Goal:
Format the rows below as a numbered list, skipping any blank lines.

Material supplied:

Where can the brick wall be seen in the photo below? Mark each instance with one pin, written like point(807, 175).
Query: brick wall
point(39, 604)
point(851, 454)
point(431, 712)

Output of the exercise:
1. Where can the brick wall be seen in the photo below? Mark each instance with one pin, written like point(807, 175).
2. Query: brick wall
3. point(39, 604)
4. point(851, 454)
5. point(431, 712)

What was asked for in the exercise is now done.